**** SUPPLIED RECORDS

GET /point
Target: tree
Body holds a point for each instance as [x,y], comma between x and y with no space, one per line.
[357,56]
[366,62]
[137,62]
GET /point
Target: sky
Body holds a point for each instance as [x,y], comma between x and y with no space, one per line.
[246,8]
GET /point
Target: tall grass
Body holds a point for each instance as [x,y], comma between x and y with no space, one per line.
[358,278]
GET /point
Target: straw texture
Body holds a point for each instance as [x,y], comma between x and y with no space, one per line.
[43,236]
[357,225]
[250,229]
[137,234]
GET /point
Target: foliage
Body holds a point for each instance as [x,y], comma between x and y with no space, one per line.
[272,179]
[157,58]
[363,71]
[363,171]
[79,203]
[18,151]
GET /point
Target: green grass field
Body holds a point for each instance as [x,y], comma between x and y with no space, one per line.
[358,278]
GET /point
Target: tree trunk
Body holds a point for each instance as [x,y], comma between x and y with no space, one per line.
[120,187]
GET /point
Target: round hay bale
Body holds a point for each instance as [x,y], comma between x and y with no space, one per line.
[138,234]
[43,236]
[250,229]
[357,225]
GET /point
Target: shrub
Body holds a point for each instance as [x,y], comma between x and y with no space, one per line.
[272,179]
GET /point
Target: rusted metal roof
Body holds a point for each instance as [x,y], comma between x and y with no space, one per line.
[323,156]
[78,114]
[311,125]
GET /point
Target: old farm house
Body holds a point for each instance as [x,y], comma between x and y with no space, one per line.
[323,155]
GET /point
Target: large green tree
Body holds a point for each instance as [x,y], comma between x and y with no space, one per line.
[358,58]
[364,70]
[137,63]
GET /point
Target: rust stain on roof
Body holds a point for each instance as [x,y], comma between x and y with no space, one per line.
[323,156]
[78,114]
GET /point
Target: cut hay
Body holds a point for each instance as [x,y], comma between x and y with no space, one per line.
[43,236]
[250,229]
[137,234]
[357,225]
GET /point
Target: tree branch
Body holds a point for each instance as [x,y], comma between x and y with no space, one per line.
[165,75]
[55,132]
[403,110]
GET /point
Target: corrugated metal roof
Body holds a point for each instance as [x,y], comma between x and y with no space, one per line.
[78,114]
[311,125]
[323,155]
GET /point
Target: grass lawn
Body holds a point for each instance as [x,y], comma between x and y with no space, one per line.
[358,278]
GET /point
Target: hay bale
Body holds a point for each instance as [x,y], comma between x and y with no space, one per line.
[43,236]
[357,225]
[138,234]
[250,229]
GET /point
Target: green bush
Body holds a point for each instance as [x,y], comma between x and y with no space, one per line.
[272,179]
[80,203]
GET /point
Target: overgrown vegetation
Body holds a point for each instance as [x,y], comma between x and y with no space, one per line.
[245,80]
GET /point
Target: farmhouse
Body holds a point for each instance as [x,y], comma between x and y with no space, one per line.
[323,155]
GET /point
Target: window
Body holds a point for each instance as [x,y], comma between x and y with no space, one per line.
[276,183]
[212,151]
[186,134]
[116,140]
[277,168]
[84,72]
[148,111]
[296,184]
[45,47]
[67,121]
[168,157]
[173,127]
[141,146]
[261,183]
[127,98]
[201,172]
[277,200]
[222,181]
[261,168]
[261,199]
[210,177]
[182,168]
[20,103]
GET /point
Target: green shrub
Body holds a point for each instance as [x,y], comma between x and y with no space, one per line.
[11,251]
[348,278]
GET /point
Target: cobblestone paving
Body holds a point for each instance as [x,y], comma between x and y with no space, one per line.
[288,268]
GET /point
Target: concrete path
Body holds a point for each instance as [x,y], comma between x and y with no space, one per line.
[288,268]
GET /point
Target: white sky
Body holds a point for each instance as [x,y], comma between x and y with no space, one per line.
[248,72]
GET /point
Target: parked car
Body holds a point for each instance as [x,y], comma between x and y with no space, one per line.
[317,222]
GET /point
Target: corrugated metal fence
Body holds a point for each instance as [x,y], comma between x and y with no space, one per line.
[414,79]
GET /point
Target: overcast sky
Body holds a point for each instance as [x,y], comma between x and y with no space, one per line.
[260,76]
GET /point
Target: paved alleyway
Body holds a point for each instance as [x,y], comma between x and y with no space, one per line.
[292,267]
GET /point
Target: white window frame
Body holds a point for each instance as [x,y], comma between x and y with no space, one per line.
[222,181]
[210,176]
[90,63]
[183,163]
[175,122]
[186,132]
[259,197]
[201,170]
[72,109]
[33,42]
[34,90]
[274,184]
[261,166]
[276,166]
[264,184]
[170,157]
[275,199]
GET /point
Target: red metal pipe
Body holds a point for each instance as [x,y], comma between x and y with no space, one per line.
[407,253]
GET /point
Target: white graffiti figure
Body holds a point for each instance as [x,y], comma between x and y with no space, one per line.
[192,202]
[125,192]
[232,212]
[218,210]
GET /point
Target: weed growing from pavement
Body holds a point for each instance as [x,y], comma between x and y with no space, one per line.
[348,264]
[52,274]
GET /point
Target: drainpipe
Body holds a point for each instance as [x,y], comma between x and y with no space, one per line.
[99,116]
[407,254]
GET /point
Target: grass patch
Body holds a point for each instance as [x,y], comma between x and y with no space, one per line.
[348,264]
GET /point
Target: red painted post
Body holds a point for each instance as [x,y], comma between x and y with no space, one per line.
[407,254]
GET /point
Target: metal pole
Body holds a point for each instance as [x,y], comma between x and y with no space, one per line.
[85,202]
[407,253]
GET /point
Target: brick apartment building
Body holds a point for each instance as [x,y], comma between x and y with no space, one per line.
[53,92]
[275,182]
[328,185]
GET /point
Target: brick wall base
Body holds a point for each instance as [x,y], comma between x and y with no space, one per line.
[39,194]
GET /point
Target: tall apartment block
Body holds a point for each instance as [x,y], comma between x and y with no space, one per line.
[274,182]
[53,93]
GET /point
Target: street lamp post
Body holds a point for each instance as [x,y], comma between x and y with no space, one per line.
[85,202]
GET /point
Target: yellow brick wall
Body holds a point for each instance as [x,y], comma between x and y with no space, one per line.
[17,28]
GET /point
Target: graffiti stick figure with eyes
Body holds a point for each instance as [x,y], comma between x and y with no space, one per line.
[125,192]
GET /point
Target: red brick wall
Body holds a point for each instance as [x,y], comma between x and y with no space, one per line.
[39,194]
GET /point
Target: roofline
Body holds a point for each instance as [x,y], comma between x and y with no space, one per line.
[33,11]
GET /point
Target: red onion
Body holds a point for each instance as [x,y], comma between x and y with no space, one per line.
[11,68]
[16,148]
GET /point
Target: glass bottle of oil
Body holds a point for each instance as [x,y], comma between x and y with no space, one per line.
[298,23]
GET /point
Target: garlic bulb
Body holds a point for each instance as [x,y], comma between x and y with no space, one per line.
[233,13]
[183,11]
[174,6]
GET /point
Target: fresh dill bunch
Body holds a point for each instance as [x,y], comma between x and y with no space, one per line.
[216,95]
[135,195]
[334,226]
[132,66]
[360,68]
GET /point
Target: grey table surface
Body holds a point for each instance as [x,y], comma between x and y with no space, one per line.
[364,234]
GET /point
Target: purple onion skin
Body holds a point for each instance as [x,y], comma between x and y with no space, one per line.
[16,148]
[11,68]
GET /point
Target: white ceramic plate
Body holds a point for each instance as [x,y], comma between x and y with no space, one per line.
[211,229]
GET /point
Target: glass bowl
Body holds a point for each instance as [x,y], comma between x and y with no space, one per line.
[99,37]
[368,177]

********

WHAT YOU SHOULD DO
Each line of the listing should be copied exactly.

SOLUTION FOR THIS PROBLEM
GET /point
Target: tree
Body holds a point for each instance as [x,y], comma between x and y with no space, one per line.
[357,56]
[366,62]
[137,62]
GET /point
Target: sky
Body holds a point for each instance as [x,y], comma between x and y with no space, one per line.
[246,8]
GET /point
Target: tall grass
Body holds a point for each instance as [x,y], comma between x and y with no space, one per line.
[358,278]
GET /point
Target: straw texture
Body holds a point for each instance as [x,y], comma between x and y with no space, one per line.
[43,236]
[357,225]
[250,229]
[137,234]
GET /point
Target: foliage
Body holds a point for each instance as [x,y], comma between x and y with no space, one per line.
[272,179]
[157,58]
[363,71]
[363,171]
[79,203]
[18,151]
GET /point
Target: green grass field
Body holds a point for each instance as [x,y], comma between x and y with no space, one per line.
[358,278]
GET /point
Target: tree trunk
Body holds a point for each instance as [x,y], comma between x and y with no space, one per line.
[120,187]
GET /point
Target: round hay bale
Body holds a point for each instance as [x,y], comma between x and y with no space, one per line.
[138,234]
[43,236]
[250,229]
[357,225]
GET /point
Target: shrub
Body holds a point for each instance as [x,y], comma between x and y with no space, one per line.
[272,179]
GET /point
Target: rusted metal roof
Body holds a point for each instance as [x,y], comma between x and y with no space, one per line.
[323,156]
[78,114]
[311,125]
GET /point
Target: old farm house
Body holds a point for each instance as [x,y], comma between x and y with no space, one per line.
[323,155]
GET /point
Target: large green tree
Body holds a point for each instance as [x,y], comma between x and y with no space, one per line.
[358,58]
[364,70]
[137,63]
GET /point
Target: rust stain on roof
Body holds a point for each instance as [x,y], comma between x and y with no space, one per line.
[323,156]
[78,114]
GET /point
Target: cut hay
Body holds a point for each instance as [x,y], comma between x and y with no space, one per line.
[43,236]
[250,229]
[137,234]
[357,225]
GET /point
Target: tree branch
Body holds a point for each instance as [x,y], comma between x and y with no space, one per line.
[165,75]
[55,132]
[403,110]
GET /point
Target: corrugated metal roof
Body holds a point for each instance as [x,y], comma between x and y with no space, one per line.
[78,114]
[311,125]
[323,155]
GET /point
Target: grass lawn
Body holds a point for each instance as [x,y], comma between x and y with no space, one per line.
[358,278]
GET /point
Target: hay bale
Body holds a point for each instance as [x,y], comma between x and y with no space, one per line.
[43,236]
[357,225]
[138,234]
[250,229]
GET /point
Target: green bush
Body holds a point for each instance as [x,y], comma between x and y with no space, one per line.
[272,179]
[80,203]
GET /point
Target: overgrown vegetation
Body holds a point for each instance as [x,y], comma between x and y with no space, one per line.
[245,80]
GET /point
Target: farmhouse
Body holds a point for each instance as [x,y], comma between x and y with no space, one per line.
[323,155]
GET /point
Target: window
Body holds a point for each instance as [x,y], comma between x and y with no space, one per line.
[276,183]
[212,151]
[186,134]
[116,140]
[277,168]
[84,72]
[148,111]
[296,184]
[45,47]
[67,121]
[168,157]
[173,127]
[141,146]
[261,183]
[127,98]
[201,172]
[277,200]
[222,181]
[261,168]
[261,199]
[210,177]
[182,168]
[20,103]
GET /point
Target: green shrub
Body holds a point for each instance as [x,y], comma between x and y with no space, one per line.
[11,251]
[348,278]
GET /point
Target: cobblestone paving
Body holds a point for each instance as [x,y], comma between x and y with no space, one per line.
[288,268]
GET /point
Target: concrete path
Body holds a point for each instance as [x,y], comma between x and y with no space, one per line.
[288,268]
GET /point
Target: white sky
Body holds a point for each instance as [x,y], comma between x and y with no space, one per line.
[248,72]
GET /point
Target: parked car
Body holds a point for each instance as [x,y], comma between x and y with no space, one per line.
[317,222]
GET /point
Target: corrugated metal fence
Body holds a point for each instance as [x,y], comma between x and y with no space, one per line.
[414,79]
GET /point
Target: overcast sky
Body holds a point for each instance as [x,y], comma between x and y with no space, one per line.
[260,76]
GET /point
Target: paved alleyway
Body holds a point for each instance as [x,y], comma between x and y with no space, one per line.
[292,267]
GET /point
Target: white window frame
Body holds a point for each instance as [x,y], comma between x and y with no space, one per line.
[222,181]
[210,176]
[90,63]
[183,163]
[175,122]
[186,132]
[259,197]
[201,170]
[72,109]
[33,42]
[34,90]
[274,184]
[261,166]
[276,166]
[264,184]
[170,157]
[275,199]
GET /point
Target: red metal pipe
Body holds a point for each instance as [x,y], comma between x and y with no space, one per line.
[407,253]
GET /point
Target: white graffiti figure
Body holds a point for each instance as [x,y], comma between x and y with no space, one per line.
[192,202]
[125,192]
[232,212]
[218,210]
GET /point
Target: weed growing from pavement
Body holds a point for each instance as [x,y], comma between x and y with no space, one per line.
[348,264]
[52,274]
GET /point
Target: drainpipe
Body holds a point for each instance as [x,y], comma between x and y with no space, one per line.
[99,116]
[407,254]
GET /point
Target: grass patch
Body holds a point for each instance as [x,y], comma between x and y with no space, one per line.
[348,264]
GET /point
Target: red painted post
Body holds a point for each instance as [x,y], comma between x and y with no space, one per line.
[407,254]
GET /point
Target: metal pole
Body holds a point for each instance as [x,y], comma between x and y with no space, one per line.
[85,202]
[407,253]
GET /point
Target: brick apartment building
Body holds a point for each instance as [x,y], comma between x and y with no space, one per line.
[53,92]
[275,182]
[328,185]
GET /point
Target: brick wall base
Body holds a point for each instance as [x,y], comma between x and y with no space, one per line.
[39,194]
GET /point
Target: tall apartment block
Body holds a point for each instance as [x,y], comma between x and y with no space, one per line.
[274,182]
[53,93]
GET /point
Target: street lamp post
Body holds a point for each instance as [x,y], comma between x and y with no space, one per line.
[85,202]
GET /point
Target: yellow brick wall
Body holds a point for each instance as [x,y], comma between x and y with no space, one per line.
[17,28]
GET /point
Target: graffiti stick figure with eyes
Body holds a point for each instance as [x,y], comma between x and y with no space, one per line.
[125,192]
GET /point
Target: red brick wall
Body holds a point for each instance as [x,y], comma between x and y with no space, one per line.
[39,194]
GET /point
Target: roofline
Body holds a point for each instance as [x,y], comma between x and y with no space, one per line.
[33,11]
GET /point
Target: red onion
Body holds a point for each instance as [x,y], comma between x and y with no space, one per line.
[11,68]
[16,148]
GET /point
Target: glass bottle of oil
Body holds a point for each instance as [x,y], comma between x and y with no space, one per line.
[298,23]
GET /point
Target: garlic bulb
Body holds a point for each instance as [x,y], comma between x and y with no space, one per line.
[233,13]
[183,11]
[174,6]
GET /point
Target: fresh dill bunch
Body holds a point for each instance as [x,y], comma between x and y with no space, one per line.
[216,95]
[135,195]
[334,226]
[132,66]
[360,68]
GET /point
Target: grey table surface
Body holds a point for each instance as [x,y], comma between x and y with no space, one per line.
[364,234]
GET /point
Target: purple onion skin
Body holds a point for each instance as [x,y], comma between x and y with no space, one per line.
[16,148]
[11,68]
GET /point
Target: white ceramic plate
Body holds a point for each instance as [x,y], comma between x and y with no space, one per line.
[211,229]
GET /point
Target: glass bowl
Body holds a point for each instance as [x,y], comma between x and y with no space, one per line.
[99,37]
[368,177]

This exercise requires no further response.